### Task description
State how many lines in the listing below contain the word "target", counting only matches with the same case. Reply with the number alone.

### Provided records
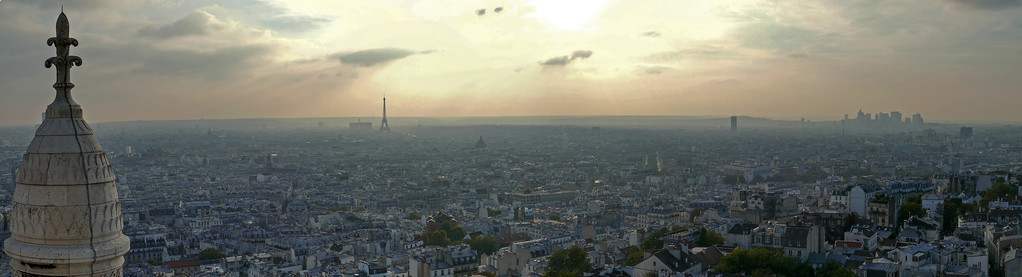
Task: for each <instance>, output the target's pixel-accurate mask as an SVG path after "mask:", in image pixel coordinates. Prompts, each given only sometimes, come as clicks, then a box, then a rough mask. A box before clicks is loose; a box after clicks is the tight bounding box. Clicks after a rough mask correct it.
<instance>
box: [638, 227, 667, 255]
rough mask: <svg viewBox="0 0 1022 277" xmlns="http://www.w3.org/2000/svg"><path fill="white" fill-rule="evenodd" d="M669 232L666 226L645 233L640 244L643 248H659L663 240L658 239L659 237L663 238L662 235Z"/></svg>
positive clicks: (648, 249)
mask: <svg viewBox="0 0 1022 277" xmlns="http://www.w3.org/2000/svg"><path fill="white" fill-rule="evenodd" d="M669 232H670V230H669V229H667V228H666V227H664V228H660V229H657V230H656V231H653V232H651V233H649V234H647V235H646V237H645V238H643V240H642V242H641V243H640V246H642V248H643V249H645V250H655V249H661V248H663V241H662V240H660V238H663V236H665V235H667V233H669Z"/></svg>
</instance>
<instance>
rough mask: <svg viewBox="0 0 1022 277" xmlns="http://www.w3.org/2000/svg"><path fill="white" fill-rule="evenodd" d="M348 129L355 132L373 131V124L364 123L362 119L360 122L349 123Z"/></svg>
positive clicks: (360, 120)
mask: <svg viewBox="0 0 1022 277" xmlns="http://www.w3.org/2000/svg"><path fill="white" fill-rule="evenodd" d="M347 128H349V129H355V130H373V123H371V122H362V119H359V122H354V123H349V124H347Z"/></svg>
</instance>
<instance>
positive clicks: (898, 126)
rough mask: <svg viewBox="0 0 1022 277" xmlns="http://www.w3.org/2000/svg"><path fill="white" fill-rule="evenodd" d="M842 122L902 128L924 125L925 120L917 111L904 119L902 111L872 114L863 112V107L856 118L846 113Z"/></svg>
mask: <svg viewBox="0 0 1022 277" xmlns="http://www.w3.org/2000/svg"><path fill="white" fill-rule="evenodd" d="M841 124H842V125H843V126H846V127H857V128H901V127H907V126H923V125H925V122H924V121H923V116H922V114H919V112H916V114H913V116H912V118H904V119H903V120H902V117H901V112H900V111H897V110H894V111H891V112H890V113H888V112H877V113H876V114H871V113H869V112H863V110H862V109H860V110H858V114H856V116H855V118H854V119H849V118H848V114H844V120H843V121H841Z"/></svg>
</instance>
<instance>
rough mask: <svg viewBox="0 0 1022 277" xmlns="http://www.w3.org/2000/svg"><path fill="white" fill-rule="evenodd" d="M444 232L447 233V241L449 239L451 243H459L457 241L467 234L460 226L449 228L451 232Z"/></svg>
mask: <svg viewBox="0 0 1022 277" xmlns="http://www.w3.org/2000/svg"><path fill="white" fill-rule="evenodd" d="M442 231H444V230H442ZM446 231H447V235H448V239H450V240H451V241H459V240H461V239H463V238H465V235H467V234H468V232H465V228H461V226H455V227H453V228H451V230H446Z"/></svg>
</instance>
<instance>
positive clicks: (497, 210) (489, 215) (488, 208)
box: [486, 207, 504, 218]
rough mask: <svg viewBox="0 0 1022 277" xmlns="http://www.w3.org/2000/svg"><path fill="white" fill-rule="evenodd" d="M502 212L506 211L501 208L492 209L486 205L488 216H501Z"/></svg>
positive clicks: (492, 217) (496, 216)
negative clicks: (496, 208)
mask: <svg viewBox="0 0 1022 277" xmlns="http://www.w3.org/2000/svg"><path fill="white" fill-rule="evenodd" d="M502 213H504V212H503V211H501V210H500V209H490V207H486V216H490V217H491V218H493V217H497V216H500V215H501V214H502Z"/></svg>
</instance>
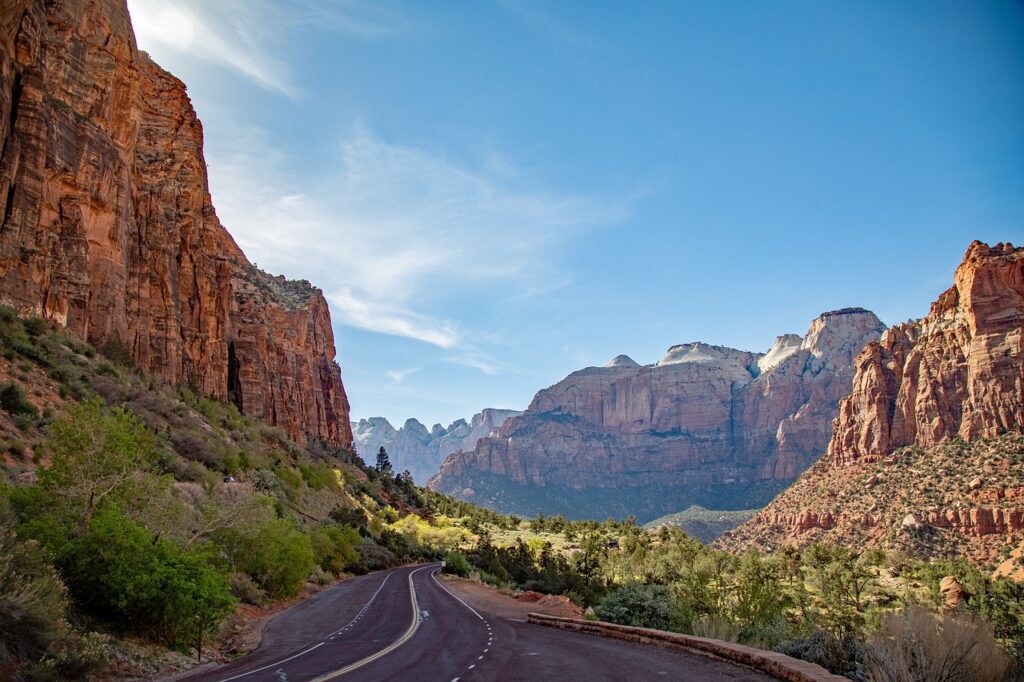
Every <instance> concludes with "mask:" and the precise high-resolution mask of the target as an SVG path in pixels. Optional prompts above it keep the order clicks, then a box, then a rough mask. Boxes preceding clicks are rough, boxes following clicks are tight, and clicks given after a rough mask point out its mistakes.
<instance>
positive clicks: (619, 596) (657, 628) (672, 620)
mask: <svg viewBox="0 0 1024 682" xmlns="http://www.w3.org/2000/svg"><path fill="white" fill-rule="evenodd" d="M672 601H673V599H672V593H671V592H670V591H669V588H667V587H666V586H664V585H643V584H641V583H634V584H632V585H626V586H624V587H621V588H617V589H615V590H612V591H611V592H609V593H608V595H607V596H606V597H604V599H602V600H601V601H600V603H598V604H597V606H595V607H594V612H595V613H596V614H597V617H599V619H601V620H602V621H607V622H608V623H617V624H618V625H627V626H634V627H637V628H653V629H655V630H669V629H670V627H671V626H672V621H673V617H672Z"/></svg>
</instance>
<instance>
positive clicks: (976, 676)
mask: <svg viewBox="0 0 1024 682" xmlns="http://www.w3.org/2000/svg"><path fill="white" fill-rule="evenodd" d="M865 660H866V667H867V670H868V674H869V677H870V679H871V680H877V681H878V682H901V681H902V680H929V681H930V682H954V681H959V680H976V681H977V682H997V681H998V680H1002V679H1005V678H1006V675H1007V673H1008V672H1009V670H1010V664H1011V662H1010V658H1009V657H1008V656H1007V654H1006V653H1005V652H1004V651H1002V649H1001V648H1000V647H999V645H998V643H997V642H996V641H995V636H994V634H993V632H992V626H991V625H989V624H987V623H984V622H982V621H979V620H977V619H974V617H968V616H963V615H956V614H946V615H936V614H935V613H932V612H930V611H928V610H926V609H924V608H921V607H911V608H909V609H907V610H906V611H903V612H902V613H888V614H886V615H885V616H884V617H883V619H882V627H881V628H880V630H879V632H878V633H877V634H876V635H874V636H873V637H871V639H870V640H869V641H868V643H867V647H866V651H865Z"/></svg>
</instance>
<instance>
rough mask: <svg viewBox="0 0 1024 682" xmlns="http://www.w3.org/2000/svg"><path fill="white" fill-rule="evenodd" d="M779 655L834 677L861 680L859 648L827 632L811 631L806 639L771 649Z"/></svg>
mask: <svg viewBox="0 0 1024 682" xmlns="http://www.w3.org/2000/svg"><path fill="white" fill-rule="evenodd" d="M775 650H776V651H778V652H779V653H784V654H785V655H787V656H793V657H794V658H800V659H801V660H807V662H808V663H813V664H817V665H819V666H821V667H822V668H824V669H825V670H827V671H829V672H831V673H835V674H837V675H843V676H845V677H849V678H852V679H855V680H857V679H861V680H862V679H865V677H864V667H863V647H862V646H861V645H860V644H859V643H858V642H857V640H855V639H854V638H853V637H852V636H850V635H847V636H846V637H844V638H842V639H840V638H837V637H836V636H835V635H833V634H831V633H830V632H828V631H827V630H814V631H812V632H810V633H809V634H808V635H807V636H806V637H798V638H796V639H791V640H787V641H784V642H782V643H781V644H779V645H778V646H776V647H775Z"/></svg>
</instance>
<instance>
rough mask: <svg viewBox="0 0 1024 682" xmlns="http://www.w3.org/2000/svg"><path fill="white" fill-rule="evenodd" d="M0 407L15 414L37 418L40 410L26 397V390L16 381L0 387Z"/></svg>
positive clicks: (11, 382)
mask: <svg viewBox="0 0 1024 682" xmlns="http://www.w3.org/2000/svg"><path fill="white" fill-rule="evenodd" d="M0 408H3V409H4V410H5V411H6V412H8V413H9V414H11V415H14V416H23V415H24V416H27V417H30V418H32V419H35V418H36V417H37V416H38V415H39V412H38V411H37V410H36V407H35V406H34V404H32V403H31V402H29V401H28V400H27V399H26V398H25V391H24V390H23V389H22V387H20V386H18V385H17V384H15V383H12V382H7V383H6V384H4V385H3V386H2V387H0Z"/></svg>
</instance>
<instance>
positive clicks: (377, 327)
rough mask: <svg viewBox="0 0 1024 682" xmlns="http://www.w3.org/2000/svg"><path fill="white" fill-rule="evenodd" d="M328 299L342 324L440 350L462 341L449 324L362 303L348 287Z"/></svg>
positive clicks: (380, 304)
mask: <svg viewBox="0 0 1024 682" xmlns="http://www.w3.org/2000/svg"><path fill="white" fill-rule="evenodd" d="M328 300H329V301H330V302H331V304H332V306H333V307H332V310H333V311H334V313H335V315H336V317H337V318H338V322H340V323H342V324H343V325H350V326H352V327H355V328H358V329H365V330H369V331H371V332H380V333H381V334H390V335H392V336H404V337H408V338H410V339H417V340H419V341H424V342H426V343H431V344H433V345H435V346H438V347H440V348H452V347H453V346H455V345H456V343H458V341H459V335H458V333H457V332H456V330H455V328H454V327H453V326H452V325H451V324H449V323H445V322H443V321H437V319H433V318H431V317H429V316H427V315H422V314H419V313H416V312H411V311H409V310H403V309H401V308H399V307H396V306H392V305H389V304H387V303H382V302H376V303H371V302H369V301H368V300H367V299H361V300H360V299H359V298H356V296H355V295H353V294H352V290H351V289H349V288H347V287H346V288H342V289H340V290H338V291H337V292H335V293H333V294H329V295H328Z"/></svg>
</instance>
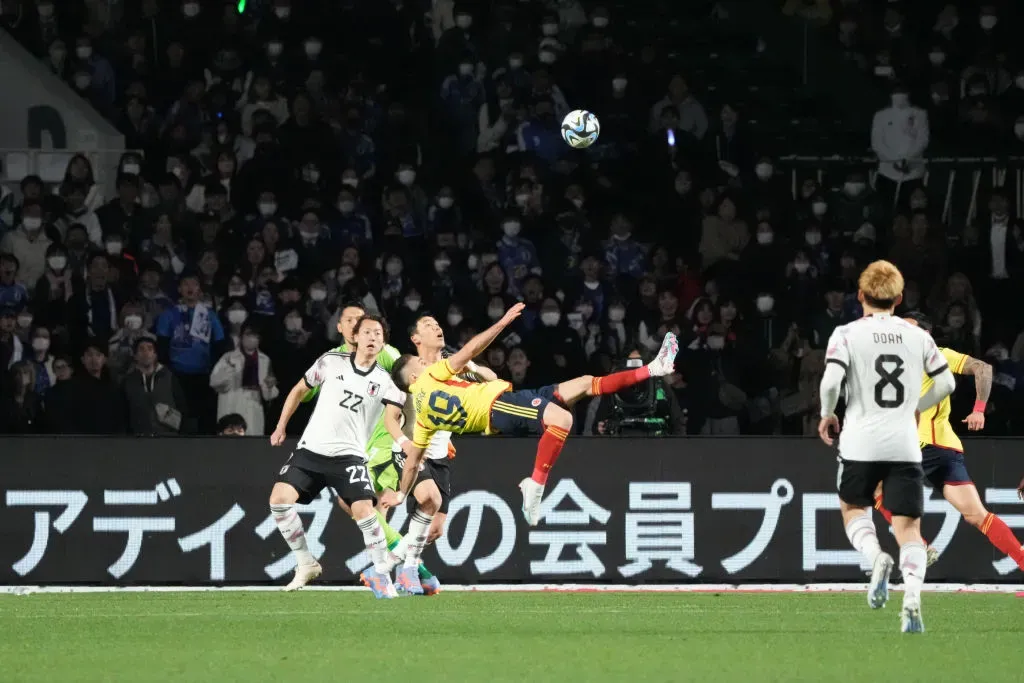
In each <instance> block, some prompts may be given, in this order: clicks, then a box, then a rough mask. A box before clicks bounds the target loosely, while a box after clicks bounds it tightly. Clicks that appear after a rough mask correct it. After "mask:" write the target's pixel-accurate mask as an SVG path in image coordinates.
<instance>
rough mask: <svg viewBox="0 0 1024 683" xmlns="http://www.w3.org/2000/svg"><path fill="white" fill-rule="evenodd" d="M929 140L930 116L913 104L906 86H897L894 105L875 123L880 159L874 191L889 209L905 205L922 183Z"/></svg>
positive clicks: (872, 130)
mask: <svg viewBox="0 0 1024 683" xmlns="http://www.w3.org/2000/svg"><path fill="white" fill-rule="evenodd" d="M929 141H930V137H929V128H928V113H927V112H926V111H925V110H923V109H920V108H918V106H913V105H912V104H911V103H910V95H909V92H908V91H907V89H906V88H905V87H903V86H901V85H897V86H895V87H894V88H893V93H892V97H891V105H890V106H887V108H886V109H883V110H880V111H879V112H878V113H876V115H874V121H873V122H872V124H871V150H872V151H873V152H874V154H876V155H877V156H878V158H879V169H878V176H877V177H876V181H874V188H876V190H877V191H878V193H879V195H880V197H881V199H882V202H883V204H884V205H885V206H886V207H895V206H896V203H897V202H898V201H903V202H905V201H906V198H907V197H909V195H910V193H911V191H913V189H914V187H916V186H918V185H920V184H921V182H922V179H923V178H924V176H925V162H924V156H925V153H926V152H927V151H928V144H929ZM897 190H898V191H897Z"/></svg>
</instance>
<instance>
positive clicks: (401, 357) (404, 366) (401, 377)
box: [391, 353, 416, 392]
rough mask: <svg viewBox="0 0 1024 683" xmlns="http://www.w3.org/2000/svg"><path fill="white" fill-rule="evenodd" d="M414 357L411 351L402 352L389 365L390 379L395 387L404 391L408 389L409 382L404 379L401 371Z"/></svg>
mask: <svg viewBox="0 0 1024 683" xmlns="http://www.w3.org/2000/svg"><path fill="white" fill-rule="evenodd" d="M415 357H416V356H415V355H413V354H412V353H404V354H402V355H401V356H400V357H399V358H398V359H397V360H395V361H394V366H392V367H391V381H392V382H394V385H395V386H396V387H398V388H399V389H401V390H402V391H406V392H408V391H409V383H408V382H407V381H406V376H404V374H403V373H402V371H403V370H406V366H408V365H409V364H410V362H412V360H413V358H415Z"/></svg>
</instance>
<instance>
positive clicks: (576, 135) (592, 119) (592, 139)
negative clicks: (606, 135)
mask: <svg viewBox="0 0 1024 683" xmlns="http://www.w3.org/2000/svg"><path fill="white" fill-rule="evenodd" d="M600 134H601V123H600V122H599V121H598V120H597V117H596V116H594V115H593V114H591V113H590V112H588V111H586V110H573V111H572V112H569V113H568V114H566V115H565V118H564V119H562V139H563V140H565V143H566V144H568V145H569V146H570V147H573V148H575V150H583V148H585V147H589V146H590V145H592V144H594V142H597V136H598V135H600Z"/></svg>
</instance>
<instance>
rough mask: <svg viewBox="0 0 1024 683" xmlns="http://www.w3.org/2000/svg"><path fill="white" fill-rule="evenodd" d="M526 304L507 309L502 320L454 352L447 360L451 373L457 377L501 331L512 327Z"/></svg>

### Solution to this task
3